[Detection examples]
────────────────────────────────────────
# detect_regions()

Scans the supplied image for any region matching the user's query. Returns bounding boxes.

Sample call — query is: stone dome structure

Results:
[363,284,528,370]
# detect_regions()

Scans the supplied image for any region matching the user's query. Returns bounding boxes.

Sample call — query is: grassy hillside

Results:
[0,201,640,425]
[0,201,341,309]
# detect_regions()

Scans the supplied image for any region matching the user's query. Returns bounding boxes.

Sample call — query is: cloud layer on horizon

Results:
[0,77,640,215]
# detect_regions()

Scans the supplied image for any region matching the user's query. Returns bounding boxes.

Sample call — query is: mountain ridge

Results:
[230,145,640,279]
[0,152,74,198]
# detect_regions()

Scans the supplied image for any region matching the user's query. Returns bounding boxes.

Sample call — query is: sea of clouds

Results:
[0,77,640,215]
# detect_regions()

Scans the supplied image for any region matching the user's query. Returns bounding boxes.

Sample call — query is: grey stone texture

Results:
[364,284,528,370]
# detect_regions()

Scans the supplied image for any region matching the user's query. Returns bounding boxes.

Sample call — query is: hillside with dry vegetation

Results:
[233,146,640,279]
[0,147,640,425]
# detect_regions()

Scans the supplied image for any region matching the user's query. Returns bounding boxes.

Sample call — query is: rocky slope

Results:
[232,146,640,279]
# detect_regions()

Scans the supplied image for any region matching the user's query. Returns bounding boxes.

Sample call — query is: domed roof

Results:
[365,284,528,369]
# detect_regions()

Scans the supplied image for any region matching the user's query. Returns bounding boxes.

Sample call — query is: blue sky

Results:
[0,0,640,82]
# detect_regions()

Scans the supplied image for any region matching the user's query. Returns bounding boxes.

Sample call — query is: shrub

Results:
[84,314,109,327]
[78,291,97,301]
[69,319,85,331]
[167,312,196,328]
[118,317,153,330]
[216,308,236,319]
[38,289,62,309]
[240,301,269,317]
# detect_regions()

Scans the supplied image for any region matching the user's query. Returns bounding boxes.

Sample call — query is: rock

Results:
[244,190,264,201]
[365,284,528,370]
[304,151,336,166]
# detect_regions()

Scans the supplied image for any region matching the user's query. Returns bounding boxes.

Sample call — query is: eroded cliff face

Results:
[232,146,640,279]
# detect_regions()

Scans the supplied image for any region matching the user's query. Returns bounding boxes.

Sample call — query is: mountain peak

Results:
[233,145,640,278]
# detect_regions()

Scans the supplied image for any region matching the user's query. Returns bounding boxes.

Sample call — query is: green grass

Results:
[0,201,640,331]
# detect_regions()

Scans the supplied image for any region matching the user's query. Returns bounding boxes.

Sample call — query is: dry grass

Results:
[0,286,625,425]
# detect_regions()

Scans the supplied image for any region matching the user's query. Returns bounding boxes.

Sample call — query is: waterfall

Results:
────────────────────────────────────────
Rewrite the data above with "Sample call" changed to "Example call" everywhere it appears, keeping everything else the same.

◆ Solution for this task
# detect_regions()

Scans the supplied image for any region matching the user's query. Returns bounding boxes.

Example call — query is: stone dome structure

Results:
[363,284,528,370]
# detect_regions()

Scans the supplied image for any region matching the user's query. Returns bounding boxes.

Example call — query is: grassy hillside

Results:
[0,201,640,425]
[0,201,341,309]
# detect_regions()

Scans the supplied image for any region matching the user's query. Returns bounding boxes.

Example call — query is: cloud layer on horizon

Results:
[0,77,640,215]
# detect_regions()

Scans the supplied image for any region matching the user's query. Returns bounding boxes.

Example call — query is: mountain ridge

Results:
[230,145,640,279]
[0,152,74,198]
# detect_regions()

Scans the supplied image for any region matching the user's query. Returns bounding boxes.

Example call — query is: sea of clouds

Results:
[0,77,640,215]
# detect_regions()

Scans the supplied image for any region matching the user's query. Returns bounding boxes.

Example call — query is: grey stone texture

Results:
[364,284,528,370]
# detect_regions()

Scans the supplied image for any region matching the user's query. Returns bounding boxes.

Example call — query is: hillside with dry vegetation

Results:
[233,146,640,279]
[0,147,640,425]
# detect_regions()

Scans the supplied image for any region matching the user's query. Returns bounding boxes.

Example call — query is: rocky slope

Results:
[232,146,640,279]
# detect_regions()

Scans the supplied image for any region matching the user's query. Returns bounding boxes.

Example call — query is: domed roof

Results:
[365,284,528,369]
# detect_regions()

Scans the supplied image for any region matching the user's query. Returns bounding boxes.

Example call — query is: blue sky

Results:
[0,0,640,82]
# detect_regions()

Scans the supplied image for any region matching the user's query. Returns bounding boxes.

Example call — query is: shrub

Results:
[84,314,109,327]
[78,291,97,301]
[69,319,85,331]
[167,312,196,328]
[118,317,153,330]
[216,308,236,319]
[38,289,62,309]
[240,301,269,317]
# detect_regions()

Scans the supplied image for any region matching the user's query. Returns bounding boxes.

Example call — query is: rock

Results:
[244,190,264,201]
[365,284,528,370]
[304,151,336,166]
# detect_regions()

Scans the supplied image for any region matching the user's query. Returns bounding boxes.

Example call — query is: eroded cliff face

Results:
[232,146,640,279]
# detect_regions()

Scans the supplied image for any region matching the user's query. Returns bounding boxes.

Example call — query is: mountain peak

Results:
[233,145,640,278]
# detect_regions()

Scans the supplied image for any region matching the user's query. Returns bounding boxes.

Example call — query is: green grass

Results:
[0,201,640,331]
# detect_regions()

Scans the supplied image for any region matching the user's query. Returns bounding boxes.

Example call — query is: dry grass

Results:
[0,286,625,425]
# detect_regions()

Scans the supplied image for any region matching the user's query. Returns bounding boxes.

Example call — query is: waterfall

Results:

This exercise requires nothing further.